- [Written task] Repeat exactly the lines below, from the line containing "Find each asphalt street and box it." through the last line, both included. Leave out any pictures.

- [Record set]
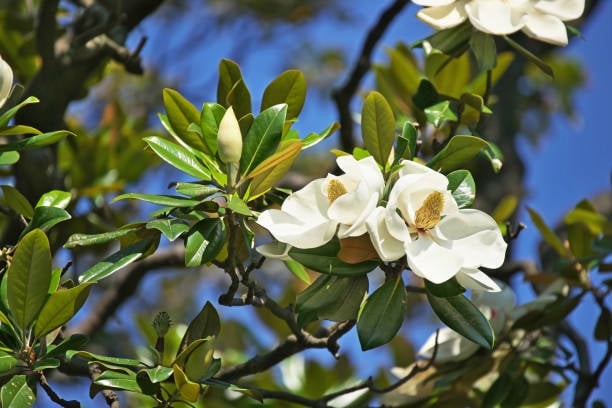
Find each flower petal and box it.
[432,209,507,269]
[404,234,463,283]
[417,4,466,30]
[455,268,501,292]
[465,1,524,35]
[523,12,567,45]
[534,0,584,21]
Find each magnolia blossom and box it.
[366,161,506,291]
[0,57,13,107]
[412,0,584,45]
[257,156,384,249]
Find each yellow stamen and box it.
[327,179,347,205]
[414,191,444,230]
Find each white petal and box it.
[404,235,463,283]
[257,210,338,249]
[417,4,466,30]
[465,1,524,35]
[534,0,584,21]
[455,268,501,292]
[0,57,13,107]
[365,207,410,262]
[432,209,507,269]
[523,12,567,45]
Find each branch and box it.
[332,0,408,152]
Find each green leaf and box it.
[21,207,72,236]
[302,122,340,150]
[0,375,36,408]
[185,218,226,266]
[425,101,457,128]
[0,130,76,152]
[200,102,225,155]
[7,229,51,330]
[163,88,211,154]
[79,237,155,284]
[0,151,20,166]
[36,190,72,209]
[527,207,568,257]
[504,35,555,78]
[179,302,221,352]
[470,30,497,71]
[0,185,34,219]
[260,70,306,119]
[425,277,465,297]
[147,218,189,242]
[357,274,406,351]
[361,91,395,168]
[240,104,287,176]
[289,239,378,276]
[111,193,200,208]
[447,170,476,208]
[144,136,210,181]
[427,292,495,349]
[34,282,93,338]
[427,135,489,173]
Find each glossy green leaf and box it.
[200,102,225,155]
[217,59,251,119]
[0,375,36,408]
[79,237,154,284]
[240,104,287,176]
[427,135,489,173]
[425,101,457,128]
[527,207,568,257]
[361,91,395,168]
[111,193,200,208]
[0,130,75,152]
[427,292,495,349]
[0,151,20,166]
[21,207,72,236]
[179,302,221,352]
[470,30,497,71]
[147,218,189,242]
[260,70,306,119]
[34,283,93,338]
[447,170,476,208]
[0,185,34,219]
[425,278,465,297]
[36,190,72,209]
[289,239,378,276]
[185,218,226,266]
[302,122,340,149]
[7,229,51,330]
[357,274,406,351]
[144,136,210,181]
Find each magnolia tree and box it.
[0,0,612,407]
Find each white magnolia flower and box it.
[412,0,584,45]
[366,161,506,291]
[257,156,384,249]
[418,281,516,363]
[0,57,13,107]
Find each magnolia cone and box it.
[217,106,242,163]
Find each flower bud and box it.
[0,57,13,107]
[217,106,242,163]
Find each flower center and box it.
[327,179,348,205]
[414,191,444,232]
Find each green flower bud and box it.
[217,106,242,163]
[0,57,13,107]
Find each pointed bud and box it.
[0,57,13,107]
[217,106,242,163]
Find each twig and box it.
[332,0,408,152]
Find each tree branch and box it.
[332,0,408,152]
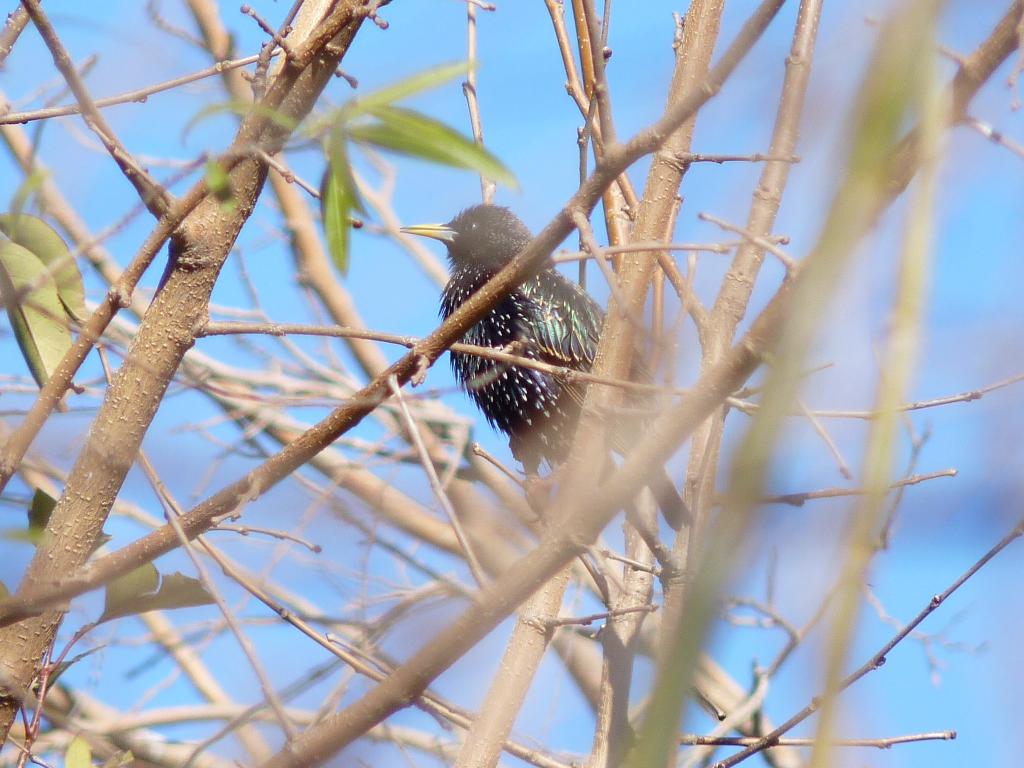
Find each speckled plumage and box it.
[440,206,604,473]
[408,205,685,528]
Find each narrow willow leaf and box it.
[29,488,57,544]
[0,241,72,386]
[0,213,86,321]
[348,106,518,188]
[206,160,238,213]
[65,736,92,768]
[343,61,469,117]
[96,563,213,623]
[321,129,364,274]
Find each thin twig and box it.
[387,375,487,587]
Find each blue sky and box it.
[0,0,1024,768]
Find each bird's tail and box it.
[647,467,693,530]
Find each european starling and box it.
[402,205,687,529]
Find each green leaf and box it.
[321,129,364,274]
[342,61,469,117]
[0,241,72,386]
[29,488,57,544]
[65,736,92,768]
[96,563,213,624]
[181,101,298,142]
[348,106,518,188]
[100,750,135,768]
[200,160,238,213]
[0,213,86,321]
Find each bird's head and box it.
[401,205,532,269]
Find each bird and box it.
[401,204,688,530]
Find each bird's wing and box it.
[523,269,604,371]
[522,269,604,415]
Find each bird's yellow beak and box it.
[398,224,456,243]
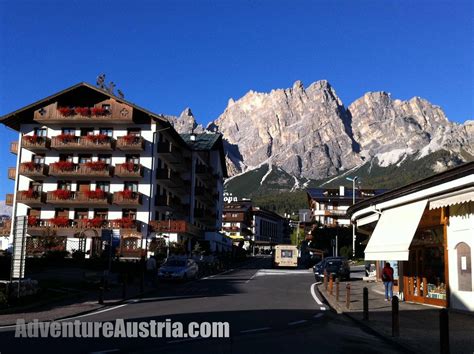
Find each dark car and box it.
[313,257,351,281]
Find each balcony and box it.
[115,162,143,178]
[10,141,18,155]
[8,167,16,180]
[46,190,109,206]
[21,135,51,152]
[150,220,202,236]
[16,189,46,207]
[33,99,133,126]
[20,162,48,179]
[5,193,13,206]
[117,135,145,152]
[51,134,115,151]
[112,190,142,207]
[49,161,112,178]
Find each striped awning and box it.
[429,187,474,210]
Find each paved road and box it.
[0,257,404,354]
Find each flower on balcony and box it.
[87,217,106,228]
[58,107,75,117]
[21,161,38,171]
[21,188,37,198]
[85,189,105,199]
[51,161,74,171]
[23,135,42,144]
[86,161,107,171]
[91,107,110,116]
[53,189,72,199]
[86,134,110,144]
[113,218,135,229]
[74,107,91,117]
[28,215,39,226]
[49,216,69,227]
[56,134,76,143]
[122,134,140,144]
[118,189,135,199]
[119,162,138,172]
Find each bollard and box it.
[363,286,369,321]
[392,296,400,337]
[346,283,351,309]
[439,309,449,354]
[329,274,334,295]
[99,277,104,305]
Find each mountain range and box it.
[167,80,474,197]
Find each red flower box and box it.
[51,161,74,171]
[118,189,135,199]
[22,161,38,171]
[49,216,69,227]
[53,189,72,200]
[87,218,106,228]
[58,107,75,117]
[56,134,76,143]
[86,161,107,171]
[74,107,91,117]
[87,134,110,144]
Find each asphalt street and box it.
[0,257,399,354]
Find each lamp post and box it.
[346,176,359,258]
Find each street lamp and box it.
[346,176,359,258]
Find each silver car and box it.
[158,258,199,280]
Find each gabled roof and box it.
[0,82,168,130]
[180,133,228,177]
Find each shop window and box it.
[456,242,472,291]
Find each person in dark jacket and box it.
[382,262,393,301]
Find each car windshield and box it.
[165,259,186,267]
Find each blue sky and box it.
[0,0,474,200]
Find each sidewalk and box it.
[318,280,474,354]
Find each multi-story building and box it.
[1,83,226,257]
[306,186,385,227]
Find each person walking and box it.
[382,262,393,301]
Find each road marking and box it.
[288,320,308,326]
[240,327,270,333]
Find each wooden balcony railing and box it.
[51,135,115,151]
[116,135,145,151]
[49,161,112,177]
[46,191,109,205]
[16,190,46,206]
[5,193,13,206]
[21,135,51,152]
[8,167,16,180]
[10,141,18,155]
[112,191,142,207]
[19,162,48,178]
[115,162,143,178]
[33,99,133,125]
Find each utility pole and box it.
[346,176,359,258]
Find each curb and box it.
[318,287,419,354]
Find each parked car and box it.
[313,257,351,281]
[158,258,199,280]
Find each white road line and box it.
[288,320,308,326]
[240,327,270,333]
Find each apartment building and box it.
[306,186,385,227]
[1,83,226,258]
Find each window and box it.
[95,181,110,193]
[99,128,114,137]
[98,155,112,165]
[34,128,46,137]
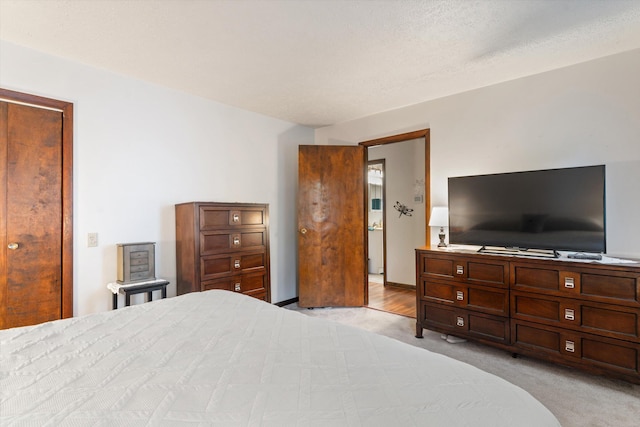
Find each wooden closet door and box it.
[298,145,367,307]
[0,102,63,328]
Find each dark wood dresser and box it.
[416,247,640,383]
[175,202,271,302]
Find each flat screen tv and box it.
[449,165,606,254]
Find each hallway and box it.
[368,274,416,319]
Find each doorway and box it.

- [Problem solution]
Find each asphalt street and box it.
[0,257,399,354]
Find each lamp post and box it.
[346,176,359,258]
Find each street lamp and box it.
[346,176,359,258]
Find each silver car and box it.
[158,258,199,280]
Find each gabled roof and box it.
[0,82,168,130]
[180,133,228,177]
Find each shop window and box it.
[456,242,472,291]
Find each person in dark jacket and box it.
[382,262,393,301]
Find each car windshield and box it.
[165,259,186,267]
Find each blue sky and box it.
[0,0,474,200]
Find each sidewalk and box it.
[318,280,474,354]
Find each multi-story building and box it.
[1,83,226,257]
[306,186,385,227]
Find each person walking and box it.
[382,262,393,301]
Find each road marking and box it.
[288,320,308,326]
[240,327,270,333]
Find each wooden balcony railing and box it.
[51,135,115,151]
[116,135,145,151]
[49,161,112,177]
[46,191,109,205]
[16,190,46,206]
[5,193,13,206]
[21,135,51,152]
[8,167,16,180]
[10,141,18,155]
[112,191,142,207]
[19,162,48,178]
[115,162,143,178]
[33,99,133,125]
Find each utility pole and box it.
[346,176,359,258]
Find each curb and box it.
[318,287,419,354]
Find each parked car and box it.
[313,257,351,281]
[158,258,199,280]
Find each white road line and box it.
[288,320,308,326]
[240,327,270,333]
Find each apartment building and box it.
[306,186,385,227]
[1,83,226,258]
Find each window and box it.
[95,181,110,193]
[99,128,114,137]
[98,155,112,165]
[34,128,46,137]
Find each wooden closet door and box it.
[298,145,367,307]
[0,102,63,328]
Find each dark wood dresser and box it.
[416,247,640,383]
[175,202,271,302]
Find each flat screen tv and box it.
[449,165,606,254]
Find each hallway and box it.
[368,274,416,319]
Find each doorway and box it.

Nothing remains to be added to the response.